• Task A:
In two sentences, summarize the serialization excerpt below.

• Page excerpt:
□ □ □ □ □

So since the pickle object is user-controlled and it unpickles at the server, we can even use this to get the remote server shell as well (using sockets and pickling it and finally providing it to the server)

PyTorch ML model up until recent times used pickle for serialization of ML models and was vulnerable to arbitrary code execution. Safetensors overcame this issue.

Python YAML vs Python Pickle

Python YAML is another serialization format instead of pickle. But even Python YAML allows the execution of arbitrary code by default. Here is another POC:

import yaml
document = "!!python/object/apply:os.system ['cat /etc/passwd']"
yaml.load(document)

This would also execute cat /etc/passwd. We can avoid this by using “safe_load()” instead of load() anyway!

Mitigation

Pickle is just one module in Python. This is a very well-known tool and developers use it still but if the developers are a little more mindful, they’ll not ignore the warning shown below on pickle’s documentation page:

Alternatives to pickle and brief POCs on them are as follows:

JSON

import json
# Serialize
data = {"key": "value"}
json_data = json.dumps(data)

□ □ □ □ □

• Data excerpts:
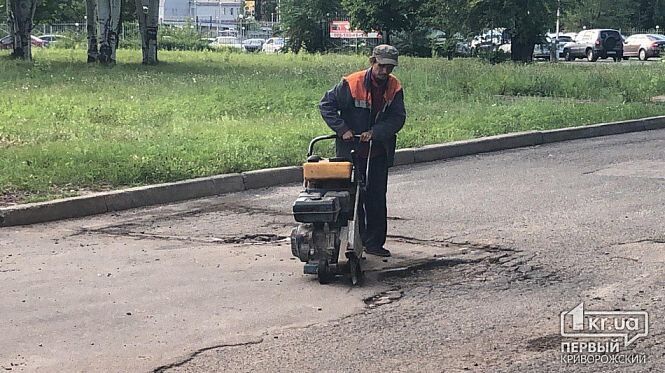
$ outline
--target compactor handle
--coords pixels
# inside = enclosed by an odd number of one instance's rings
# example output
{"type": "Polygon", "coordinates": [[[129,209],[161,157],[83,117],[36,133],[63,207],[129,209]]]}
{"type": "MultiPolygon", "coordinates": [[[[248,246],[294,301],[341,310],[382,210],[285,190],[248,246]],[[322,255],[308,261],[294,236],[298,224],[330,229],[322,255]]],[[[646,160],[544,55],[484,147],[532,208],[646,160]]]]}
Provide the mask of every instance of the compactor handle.
{"type": "MultiPolygon", "coordinates": [[[[359,139],[360,135],[353,135],[353,137],[359,139]]],[[[312,141],[309,142],[309,147],[307,148],[307,156],[309,157],[310,155],[314,154],[314,144],[316,144],[319,141],[323,140],[332,140],[337,138],[337,135],[332,134],[332,135],[323,135],[323,136],[317,136],[312,139],[312,141]]]]}

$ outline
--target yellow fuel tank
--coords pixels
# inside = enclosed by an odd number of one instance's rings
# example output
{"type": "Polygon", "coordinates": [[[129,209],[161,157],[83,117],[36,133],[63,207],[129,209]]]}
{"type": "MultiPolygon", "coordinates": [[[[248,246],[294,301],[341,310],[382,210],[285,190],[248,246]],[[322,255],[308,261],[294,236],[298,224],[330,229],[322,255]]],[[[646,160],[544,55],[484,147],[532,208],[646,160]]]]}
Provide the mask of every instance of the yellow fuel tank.
{"type": "Polygon", "coordinates": [[[330,162],[327,159],[302,165],[305,180],[351,179],[351,168],[351,162],[330,162]]]}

□ □ □ □ □

• Task B:
Reproduce, word for word, the two entries that begin with the outline command, from the first picture through the last mask. Leave the pictures out.

• Solution A:
Because a user-controlled pickle object is unpickled at the server, it can be used to get a remote shell, and PyTorch models were vulnerable to arbitrary code execution through pickle until Safetensors overcame the issue. Python YAML's load() also allows arbitrary code execution by default, which safe_load() avoids, and the excerpt says mindful developers won't ignore the warning on pickle's documentation page and lists alternatives such as JSON.

• Solution B:
$ outline
--target compactor handle
--coords pixels
# inside = enclosed by an odd number of one instance's rings
# example output
{"type": "Polygon", "coordinates": [[[129,209],[161,157],[83,117],[36,133],[63,207],[129,209]]]}
{"type": "MultiPolygon", "coordinates": [[[[248,246],[294,301],[341,310],[382,210],[285,190],[248,246]],[[322,255],[308,261],[294,236],[298,224],[330,229],[322,255]]],[[[646,160],[544,55],[484,147],[532,208],[646,160]]]]}
Provide the mask of every instance of the compactor handle.
{"type": "MultiPolygon", "coordinates": [[[[359,139],[360,135],[353,135],[353,137],[359,139]]],[[[312,141],[309,142],[309,147],[307,148],[307,156],[309,157],[310,155],[314,154],[314,144],[316,144],[319,141],[323,140],[332,140],[337,138],[337,135],[332,134],[332,135],[323,135],[323,136],[317,136],[312,139],[312,141]]]]}

$ outline
--target yellow fuel tank
--coords pixels
# inside = enclosed by an odd number of one instance's rings
# example output
{"type": "Polygon", "coordinates": [[[129,209],[161,157],[83,117],[36,133],[63,207],[129,209]]]}
{"type": "MultiPolygon", "coordinates": [[[[248,246],[294,301],[341,310],[382,210],[285,190],[248,246]],[[322,255],[308,261],[294,236],[298,224],[330,229],[322,255]]],[[[646,160],[544,55],[484,147],[532,208],[646,160]]]]}
Provide the mask of every instance of the yellow fuel tank.
{"type": "Polygon", "coordinates": [[[330,162],[327,159],[302,165],[305,180],[351,179],[351,168],[351,162],[330,162]]]}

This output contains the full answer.